What you will do:
Using the entries below, quote exactly the span of lines that begins with the line containing "Find the blue" and ends with the final line.

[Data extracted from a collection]

+---+

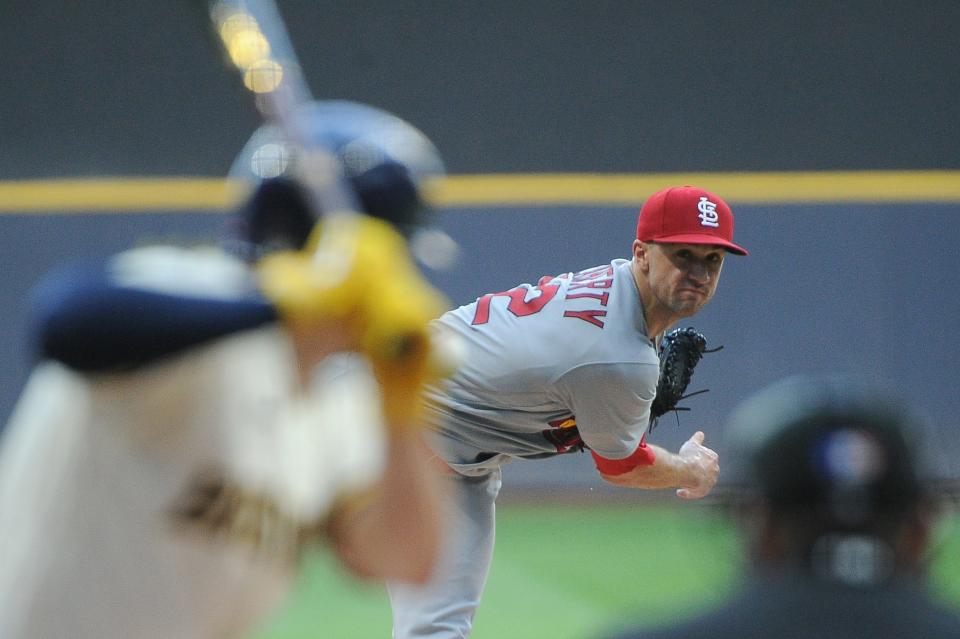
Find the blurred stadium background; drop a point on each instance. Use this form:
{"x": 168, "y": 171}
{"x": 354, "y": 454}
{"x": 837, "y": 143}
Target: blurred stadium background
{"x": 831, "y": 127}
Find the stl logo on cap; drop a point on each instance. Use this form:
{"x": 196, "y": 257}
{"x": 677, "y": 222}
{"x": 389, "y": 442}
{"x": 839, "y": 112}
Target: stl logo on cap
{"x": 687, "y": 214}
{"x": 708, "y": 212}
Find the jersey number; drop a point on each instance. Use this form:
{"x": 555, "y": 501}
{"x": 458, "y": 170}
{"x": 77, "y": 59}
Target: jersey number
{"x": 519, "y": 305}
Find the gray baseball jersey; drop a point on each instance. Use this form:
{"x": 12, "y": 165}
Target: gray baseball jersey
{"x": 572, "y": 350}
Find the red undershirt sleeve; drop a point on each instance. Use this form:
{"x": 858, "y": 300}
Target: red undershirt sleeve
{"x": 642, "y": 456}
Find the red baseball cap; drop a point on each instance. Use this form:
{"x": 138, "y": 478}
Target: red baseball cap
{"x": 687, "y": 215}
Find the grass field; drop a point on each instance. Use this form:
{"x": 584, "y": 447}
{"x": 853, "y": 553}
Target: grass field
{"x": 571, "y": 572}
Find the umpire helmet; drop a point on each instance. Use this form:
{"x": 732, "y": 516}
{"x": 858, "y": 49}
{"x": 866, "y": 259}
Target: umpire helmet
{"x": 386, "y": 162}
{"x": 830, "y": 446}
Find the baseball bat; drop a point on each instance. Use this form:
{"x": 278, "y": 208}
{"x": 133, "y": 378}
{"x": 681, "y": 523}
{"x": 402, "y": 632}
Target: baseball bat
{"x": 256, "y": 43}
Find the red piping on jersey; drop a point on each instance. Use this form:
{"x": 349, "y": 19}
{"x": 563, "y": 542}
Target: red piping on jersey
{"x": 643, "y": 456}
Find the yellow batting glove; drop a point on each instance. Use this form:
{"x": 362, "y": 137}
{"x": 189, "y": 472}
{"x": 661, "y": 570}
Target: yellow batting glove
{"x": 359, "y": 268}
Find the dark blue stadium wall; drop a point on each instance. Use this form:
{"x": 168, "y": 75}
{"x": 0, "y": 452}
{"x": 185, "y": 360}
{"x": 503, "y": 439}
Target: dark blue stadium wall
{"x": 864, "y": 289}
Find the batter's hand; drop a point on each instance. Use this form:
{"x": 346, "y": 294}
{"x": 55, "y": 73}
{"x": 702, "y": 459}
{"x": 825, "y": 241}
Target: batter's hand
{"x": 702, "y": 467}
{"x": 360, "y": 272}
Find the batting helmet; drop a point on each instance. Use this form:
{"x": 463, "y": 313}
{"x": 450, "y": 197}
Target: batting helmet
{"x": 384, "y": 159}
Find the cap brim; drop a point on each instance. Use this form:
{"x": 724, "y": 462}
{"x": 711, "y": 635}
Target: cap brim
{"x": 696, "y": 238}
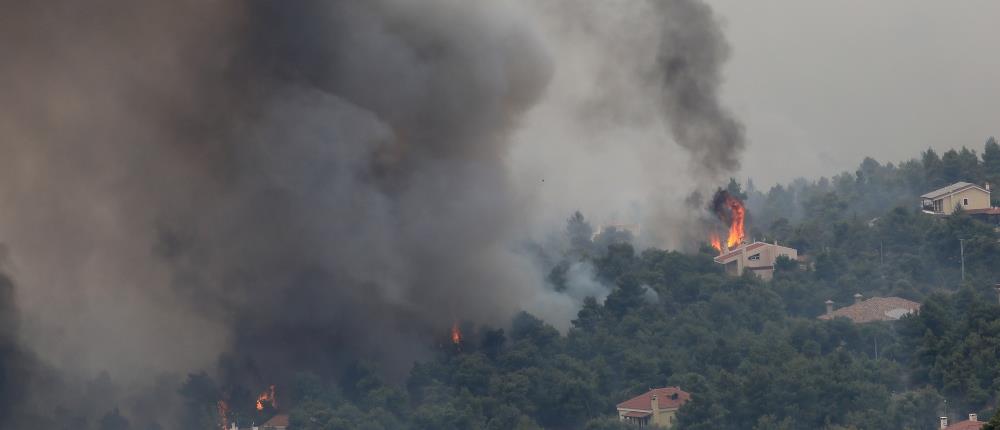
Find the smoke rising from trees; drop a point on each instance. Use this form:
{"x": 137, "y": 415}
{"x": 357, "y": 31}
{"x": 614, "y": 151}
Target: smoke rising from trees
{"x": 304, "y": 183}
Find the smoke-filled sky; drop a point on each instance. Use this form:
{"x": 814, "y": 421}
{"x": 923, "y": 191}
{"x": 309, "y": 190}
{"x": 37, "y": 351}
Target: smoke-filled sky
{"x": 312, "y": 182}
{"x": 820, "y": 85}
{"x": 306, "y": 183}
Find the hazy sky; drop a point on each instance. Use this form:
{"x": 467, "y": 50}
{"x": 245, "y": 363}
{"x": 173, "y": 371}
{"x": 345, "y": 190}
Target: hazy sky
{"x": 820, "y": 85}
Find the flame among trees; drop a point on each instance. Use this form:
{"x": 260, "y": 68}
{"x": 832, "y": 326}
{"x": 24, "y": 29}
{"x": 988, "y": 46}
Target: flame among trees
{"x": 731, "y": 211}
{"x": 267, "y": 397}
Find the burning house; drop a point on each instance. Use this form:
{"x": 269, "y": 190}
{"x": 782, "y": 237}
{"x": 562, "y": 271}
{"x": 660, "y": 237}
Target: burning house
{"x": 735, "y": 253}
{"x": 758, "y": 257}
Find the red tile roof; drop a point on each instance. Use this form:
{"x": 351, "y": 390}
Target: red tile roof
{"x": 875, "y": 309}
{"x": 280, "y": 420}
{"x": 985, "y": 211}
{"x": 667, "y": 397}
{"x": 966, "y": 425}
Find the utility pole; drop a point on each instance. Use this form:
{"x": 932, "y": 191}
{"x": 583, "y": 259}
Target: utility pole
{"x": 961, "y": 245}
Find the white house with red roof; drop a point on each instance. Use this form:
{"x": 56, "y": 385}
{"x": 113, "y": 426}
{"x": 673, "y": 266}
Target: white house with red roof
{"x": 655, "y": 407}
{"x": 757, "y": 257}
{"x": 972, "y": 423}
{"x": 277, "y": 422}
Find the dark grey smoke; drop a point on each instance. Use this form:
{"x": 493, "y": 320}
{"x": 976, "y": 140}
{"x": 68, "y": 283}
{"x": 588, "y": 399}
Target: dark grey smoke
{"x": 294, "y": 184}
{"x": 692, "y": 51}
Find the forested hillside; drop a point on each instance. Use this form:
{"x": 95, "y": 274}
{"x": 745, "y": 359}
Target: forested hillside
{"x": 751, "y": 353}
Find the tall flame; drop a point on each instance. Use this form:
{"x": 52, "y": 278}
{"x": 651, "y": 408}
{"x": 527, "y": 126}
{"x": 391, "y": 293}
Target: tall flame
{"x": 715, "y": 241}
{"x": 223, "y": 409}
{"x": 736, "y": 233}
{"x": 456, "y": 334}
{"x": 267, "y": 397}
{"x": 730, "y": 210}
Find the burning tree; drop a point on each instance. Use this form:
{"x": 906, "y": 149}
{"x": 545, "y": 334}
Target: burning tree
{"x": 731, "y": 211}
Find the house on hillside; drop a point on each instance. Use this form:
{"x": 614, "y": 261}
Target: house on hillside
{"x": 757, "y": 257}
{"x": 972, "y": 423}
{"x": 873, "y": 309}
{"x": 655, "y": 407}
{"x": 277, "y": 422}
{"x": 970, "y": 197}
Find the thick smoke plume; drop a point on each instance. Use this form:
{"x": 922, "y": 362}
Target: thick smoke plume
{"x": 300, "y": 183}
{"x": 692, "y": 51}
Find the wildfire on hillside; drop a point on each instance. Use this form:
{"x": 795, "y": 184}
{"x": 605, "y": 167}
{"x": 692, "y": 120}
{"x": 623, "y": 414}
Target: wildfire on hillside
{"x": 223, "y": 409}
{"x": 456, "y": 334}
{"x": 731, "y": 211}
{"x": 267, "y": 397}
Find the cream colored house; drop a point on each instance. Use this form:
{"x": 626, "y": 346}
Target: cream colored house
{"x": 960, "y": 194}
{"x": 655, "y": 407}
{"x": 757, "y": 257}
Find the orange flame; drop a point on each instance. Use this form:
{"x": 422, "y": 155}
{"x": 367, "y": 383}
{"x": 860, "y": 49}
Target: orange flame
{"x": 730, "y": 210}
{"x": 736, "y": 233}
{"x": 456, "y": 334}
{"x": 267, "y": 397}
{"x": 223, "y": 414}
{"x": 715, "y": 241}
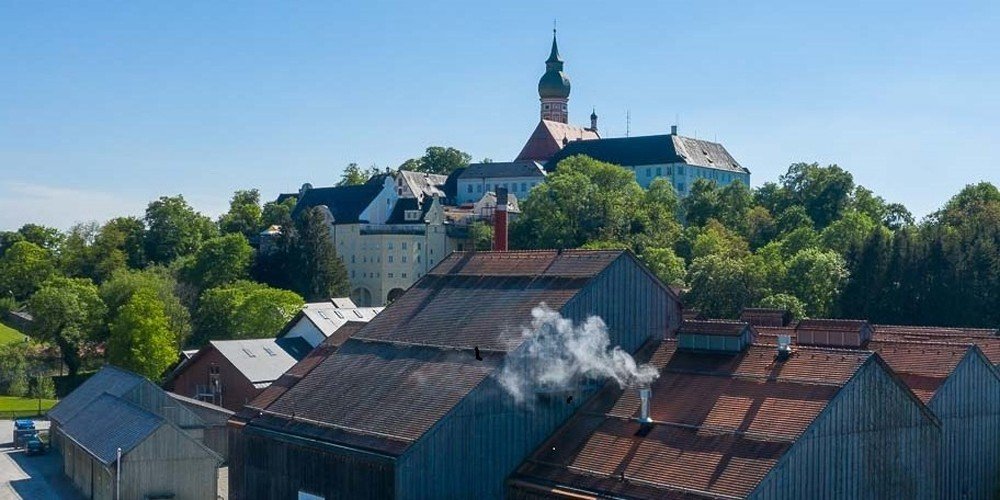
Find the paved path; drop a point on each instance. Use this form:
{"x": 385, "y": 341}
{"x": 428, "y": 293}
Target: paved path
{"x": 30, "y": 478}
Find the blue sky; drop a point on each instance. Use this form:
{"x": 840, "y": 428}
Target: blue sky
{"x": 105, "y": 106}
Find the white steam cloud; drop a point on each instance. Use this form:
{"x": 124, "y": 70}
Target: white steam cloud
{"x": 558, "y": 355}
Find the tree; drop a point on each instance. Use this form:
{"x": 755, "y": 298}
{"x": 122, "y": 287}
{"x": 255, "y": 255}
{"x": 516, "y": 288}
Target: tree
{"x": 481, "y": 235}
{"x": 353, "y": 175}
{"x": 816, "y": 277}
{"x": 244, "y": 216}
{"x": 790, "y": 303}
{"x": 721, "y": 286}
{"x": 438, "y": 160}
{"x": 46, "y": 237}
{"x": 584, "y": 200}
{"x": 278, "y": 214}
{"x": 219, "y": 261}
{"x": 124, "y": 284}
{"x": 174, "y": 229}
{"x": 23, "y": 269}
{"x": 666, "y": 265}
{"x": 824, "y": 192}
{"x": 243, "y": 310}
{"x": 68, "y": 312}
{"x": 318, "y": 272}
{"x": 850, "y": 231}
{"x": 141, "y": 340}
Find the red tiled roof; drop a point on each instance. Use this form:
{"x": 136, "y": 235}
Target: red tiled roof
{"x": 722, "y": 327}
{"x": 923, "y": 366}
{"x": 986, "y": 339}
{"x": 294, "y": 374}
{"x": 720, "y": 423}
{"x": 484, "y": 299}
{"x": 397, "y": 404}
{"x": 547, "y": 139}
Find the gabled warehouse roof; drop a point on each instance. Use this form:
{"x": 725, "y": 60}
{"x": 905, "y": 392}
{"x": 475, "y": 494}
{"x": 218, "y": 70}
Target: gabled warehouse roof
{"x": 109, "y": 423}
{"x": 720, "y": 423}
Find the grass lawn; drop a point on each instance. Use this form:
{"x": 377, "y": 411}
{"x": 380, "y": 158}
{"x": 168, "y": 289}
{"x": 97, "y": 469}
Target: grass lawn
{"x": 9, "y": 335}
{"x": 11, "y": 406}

+---+

Answer in full:
Find the blue sky; drop a point on each instance. Use this form:
{"x": 840, "y": 428}
Target: blue sky
{"x": 105, "y": 106}
Find the white steam cloud; drop a point on each instance. Use this form:
{"x": 124, "y": 70}
Target: white steam cloud
{"x": 558, "y": 355}
Find the tree; drop a point on each instance. Use this form:
{"x": 755, "y": 298}
{"x": 122, "y": 287}
{"x": 255, "y": 255}
{"x": 516, "y": 288}
Target: tree
{"x": 481, "y": 235}
{"x": 353, "y": 175}
{"x": 816, "y": 277}
{"x": 244, "y": 216}
{"x": 790, "y": 303}
{"x": 721, "y": 286}
{"x": 438, "y": 160}
{"x": 46, "y": 237}
{"x": 584, "y": 200}
{"x": 278, "y": 214}
{"x": 219, "y": 261}
{"x": 124, "y": 284}
{"x": 174, "y": 229}
{"x": 23, "y": 269}
{"x": 666, "y": 265}
{"x": 824, "y": 192}
{"x": 243, "y": 310}
{"x": 68, "y": 312}
{"x": 318, "y": 272}
{"x": 850, "y": 231}
{"x": 141, "y": 340}
Find the red tiled roof; drop a point on each instance. Use this form:
{"x": 136, "y": 235}
Target: red tiled roof
{"x": 722, "y": 327}
{"x": 923, "y": 366}
{"x": 986, "y": 339}
{"x": 294, "y": 374}
{"x": 720, "y": 423}
{"x": 484, "y": 299}
{"x": 397, "y": 404}
{"x": 547, "y": 139}
Find the gabled warehouse roof; drop a point on each instance. Use this form:
{"x": 725, "y": 60}
{"x": 905, "y": 392}
{"x": 475, "y": 494}
{"x": 218, "y": 70}
Target: gabled warehouse roof
{"x": 109, "y": 423}
{"x": 720, "y": 423}
Find the grass lawn; drop a point on each instance. Use this form:
{"x": 377, "y": 411}
{"x": 380, "y": 158}
{"x": 168, "y": 289}
{"x": 97, "y": 469}
Target: grass lawn
{"x": 9, "y": 335}
{"x": 11, "y": 406}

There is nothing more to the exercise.